PROBLEM
Print all of the data exactly.

LISTING
□ □ □ □ □ □ □
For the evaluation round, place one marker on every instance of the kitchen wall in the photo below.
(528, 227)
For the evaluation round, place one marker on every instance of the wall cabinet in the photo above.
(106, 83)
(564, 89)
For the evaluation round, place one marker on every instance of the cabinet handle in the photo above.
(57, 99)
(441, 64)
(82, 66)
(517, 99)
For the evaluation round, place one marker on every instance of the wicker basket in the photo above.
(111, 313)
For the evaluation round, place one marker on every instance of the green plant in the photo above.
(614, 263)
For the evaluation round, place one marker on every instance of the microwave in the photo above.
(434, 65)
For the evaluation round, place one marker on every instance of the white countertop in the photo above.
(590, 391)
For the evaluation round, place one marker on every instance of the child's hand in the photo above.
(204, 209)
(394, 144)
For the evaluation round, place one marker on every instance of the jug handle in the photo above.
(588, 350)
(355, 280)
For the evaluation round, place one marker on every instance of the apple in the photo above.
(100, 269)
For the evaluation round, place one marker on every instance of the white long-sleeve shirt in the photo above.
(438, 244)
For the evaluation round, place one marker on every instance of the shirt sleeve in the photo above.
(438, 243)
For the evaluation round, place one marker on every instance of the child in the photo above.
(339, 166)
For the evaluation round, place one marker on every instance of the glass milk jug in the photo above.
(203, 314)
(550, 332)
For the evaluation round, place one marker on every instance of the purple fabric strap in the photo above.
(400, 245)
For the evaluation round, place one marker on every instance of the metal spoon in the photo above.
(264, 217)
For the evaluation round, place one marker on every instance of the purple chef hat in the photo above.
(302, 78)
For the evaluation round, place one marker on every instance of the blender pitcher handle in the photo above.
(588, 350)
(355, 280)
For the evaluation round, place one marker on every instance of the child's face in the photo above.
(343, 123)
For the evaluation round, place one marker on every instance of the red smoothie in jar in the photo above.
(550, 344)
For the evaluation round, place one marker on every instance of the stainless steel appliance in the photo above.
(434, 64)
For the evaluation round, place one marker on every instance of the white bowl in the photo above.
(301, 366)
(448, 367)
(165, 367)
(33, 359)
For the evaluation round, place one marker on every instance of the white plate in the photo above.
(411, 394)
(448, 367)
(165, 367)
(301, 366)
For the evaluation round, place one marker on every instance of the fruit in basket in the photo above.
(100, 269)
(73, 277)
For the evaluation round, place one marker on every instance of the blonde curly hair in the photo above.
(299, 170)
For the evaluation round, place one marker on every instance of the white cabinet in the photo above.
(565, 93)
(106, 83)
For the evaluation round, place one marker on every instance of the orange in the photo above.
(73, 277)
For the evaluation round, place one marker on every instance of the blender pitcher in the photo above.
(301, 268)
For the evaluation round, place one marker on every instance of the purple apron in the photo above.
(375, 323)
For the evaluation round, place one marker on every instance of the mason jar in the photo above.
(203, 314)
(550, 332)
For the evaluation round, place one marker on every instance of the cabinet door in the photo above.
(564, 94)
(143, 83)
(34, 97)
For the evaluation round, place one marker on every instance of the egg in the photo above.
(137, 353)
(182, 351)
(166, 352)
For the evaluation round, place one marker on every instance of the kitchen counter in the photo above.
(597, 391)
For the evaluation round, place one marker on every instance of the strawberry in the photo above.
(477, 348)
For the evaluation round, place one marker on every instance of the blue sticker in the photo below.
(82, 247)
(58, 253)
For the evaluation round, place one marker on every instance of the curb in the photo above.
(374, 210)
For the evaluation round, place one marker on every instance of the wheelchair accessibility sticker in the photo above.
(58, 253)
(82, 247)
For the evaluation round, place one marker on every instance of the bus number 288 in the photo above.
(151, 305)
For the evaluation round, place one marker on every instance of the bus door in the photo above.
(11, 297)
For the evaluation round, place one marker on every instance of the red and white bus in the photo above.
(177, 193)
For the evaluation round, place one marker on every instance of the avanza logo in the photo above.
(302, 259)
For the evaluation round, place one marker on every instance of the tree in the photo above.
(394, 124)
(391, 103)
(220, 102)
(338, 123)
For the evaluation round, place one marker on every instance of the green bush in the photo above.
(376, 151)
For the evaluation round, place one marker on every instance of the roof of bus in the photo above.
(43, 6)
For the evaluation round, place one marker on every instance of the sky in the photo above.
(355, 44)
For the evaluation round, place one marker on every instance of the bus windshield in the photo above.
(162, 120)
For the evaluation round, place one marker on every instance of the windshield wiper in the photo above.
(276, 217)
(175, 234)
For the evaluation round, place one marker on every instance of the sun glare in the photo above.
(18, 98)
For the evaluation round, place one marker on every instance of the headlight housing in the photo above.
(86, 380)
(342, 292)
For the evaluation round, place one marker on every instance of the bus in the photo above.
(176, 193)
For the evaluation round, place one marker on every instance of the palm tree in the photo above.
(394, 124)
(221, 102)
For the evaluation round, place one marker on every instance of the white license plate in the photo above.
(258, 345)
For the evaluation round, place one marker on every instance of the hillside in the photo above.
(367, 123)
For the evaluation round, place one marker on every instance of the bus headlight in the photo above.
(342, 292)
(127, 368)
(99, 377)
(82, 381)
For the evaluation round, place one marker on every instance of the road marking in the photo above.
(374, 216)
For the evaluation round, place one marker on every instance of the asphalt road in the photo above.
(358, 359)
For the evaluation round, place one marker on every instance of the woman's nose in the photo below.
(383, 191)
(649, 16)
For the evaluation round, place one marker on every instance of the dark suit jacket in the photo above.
□ □ □ □ □ □ □
THE RESULT
For the evaluation round, place one marker on every instance of the kitchen wall in the photo below.
(528, 227)
For the evaluation round, place one marker on every instance of the wall cabinet in the photo above.
(106, 83)
(564, 89)
For the evaluation round, place one marker on every instance of the cabinet handle in the photo above.
(57, 99)
(441, 64)
(82, 66)
(517, 99)
For the evaluation round, place one marker on every instance of the wicker basket in the photo above.
(111, 313)
For the evaluation round, place one marker on every instance of the green plant in the photo above.
(614, 263)
For the evaluation round, place one marker on every instance of the microwave in the photo above.
(434, 65)
For the evaluation round, place one marker on every instance of the white countertop in the photo above.
(590, 391)
For the evaluation round, place one marker on every instance of the child's hand in the photo above.
(204, 209)
(394, 144)
For the evaluation round, place one marker on every instance of the jug handle in the photo above.
(588, 350)
(355, 280)
For the evaluation round, place one marker on every instance of the apple in the photo above.
(100, 269)
For the evaluation round, place one marker on every instance of the white long-sleeve shirt in the photo above.
(438, 244)
For the evaluation round, place one marker on every instance of the shirt sleeve in the photo above.
(438, 243)
For the evaluation round, place one marker on every instance of the child in the photo above.
(339, 166)
For the evaluation round, place one marker on every instance of the glass milk jug in the photo above.
(203, 314)
(550, 332)
For the evaluation round, place one marker on every instance of the purple fabric strap in the photo above.
(400, 245)
For the evaluation round, place one marker on every instance of the metal spoon in the photo above.
(264, 217)
For the evaluation round, place one marker on every instance of the purple chef hat in the photo above.
(302, 78)
For the evaluation round, place one marker on every instance of the blender pitcher handle in the photo above.
(588, 350)
(355, 280)
For the evaluation round, place one marker on every instance of the child's face in the photo above.
(343, 123)
For the evaluation round, place one marker on every instance of the red smoothie in jar in the photo above.
(550, 344)
For the evaluation round, place one marker on every instance of the stainless steel appliance in the photo above.
(434, 64)
For the evaluation round, place one marker on every instance of the white bowl in the photo above.
(301, 366)
(448, 367)
(165, 367)
(33, 359)
For the evaluation round, place one marker on every instance of the white plate in the photo above.
(411, 394)
(448, 367)
(165, 367)
(301, 366)
For the evaluation round, place one marker on every instance of the fruit in basket in the photo above.
(100, 269)
(73, 277)
For the evaluation round, place one marker on every instance of the blonde curly hair in the photo above.
(299, 170)
For the evaluation round, place one marker on every instance of the white cabinet in the photo above.
(565, 93)
(106, 83)
For the evaluation round, place one marker on every instance of the orange in the photo above.
(73, 277)
For the evaluation round, place one marker on every instance of the blender pitcher in the photo above.
(301, 268)
For the evaluation round, place one marker on every instance of the purple apron in the photo above.
(375, 323)
For the evaluation round, place one marker on every instance of the mason jar in the photo above.
(203, 314)
(550, 332)
For the evaluation round, place one marker on every instance of the cabinet door in the photo above.
(564, 94)
(143, 83)
(34, 97)
For the evaluation round, place one marker on every instance of the egg in the photo above.
(137, 353)
(182, 351)
(166, 352)
For the evaluation round, place one marker on every instance of the kitchen counter in the photo above.
(597, 391)
For the evaluation round, place one marker on every instance of the strawberry in the photo above.
(477, 348)
For the evaluation round, place one marker on every instance of the blue sticker in the photo below.
(82, 247)
(58, 253)
For the evaluation round, place one marker on every instance of the curb in the photo above.
(374, 210)
For the evaluation round, place one marker on every instance of the wheelchair accessibility sticker in the photo above.
(58, 253)
(82, 247)
For the evaluation round, place one marker on every instance of the bus number 288 in the photo above.
(151, 305)
For the evaluation round, place one marker on every instance of the bus door in the photo above.
(11, 297)
For the evaluation round, place one marker on every instance of the red and white bus in the photo above.
(177, 193)
For the evaluation round, place one marker on every instance of the avanza logo in the photo above.
(302, 259)
For the evaluation round, place one marker on every instance of the tree in the photo above.
(394, 124)
(391, 103)
(220, 102)
(338, 123)
For the evaluation round, place one marker on every instance of the green bush in the photo above.
(376, 151)
For the evaluation round, place one marker on every instance of the roof of bus in the photo above.
(43, 6)
For the evaluation round, place one marker on every instance of the sky in the photo above.
(355, 44)
For the evaluation round, place one marker on every instance of the bus windshield in the photo above.
(162, 120)
For the evaluation round, place one marker on every instance of the windshield wiper in the photo above.
(276, 217)
(175, 234)
For the evaluation round, place one marker on every instance of the sun glare in the photo above.
(18, 98)
For the evaluation round, place one marker on every instance of the headlight housing in the photo above.
(86, 380)
(342, 292)
For the evaluation round, place one marker on every instance of the bus in the photo above.
(176, 193)
For the evaluation round, place one marker on every instance of the palm tree in the photo above.
(394, 124)
(221, 102)
For the evaluation round, place one marker on every instance of the white license plate in the photo above.
(258, 345)
For the evaluation round, place one marker on every instance of the hillside in the photo above.
(367, 123)
For the evaluation round, place one marker on every instance of the bus headlight in the photo above.
(342, 292)
(127, 368)
(99, 377)
(82, 381)
For the evaluation round, place one marker on every instance of the road marking in the photo above.
(374, 216)
For the evaluation round, place one marker on every instance of the asphalt road in the photo above.
(358, 359)
For the evaluation round, place one marker on every instance of the woman's nose in the photo below.
(383, 191)
(649, 16)
For the evaluation round, place one marker on every instance of the dark suit jacket in the photo above.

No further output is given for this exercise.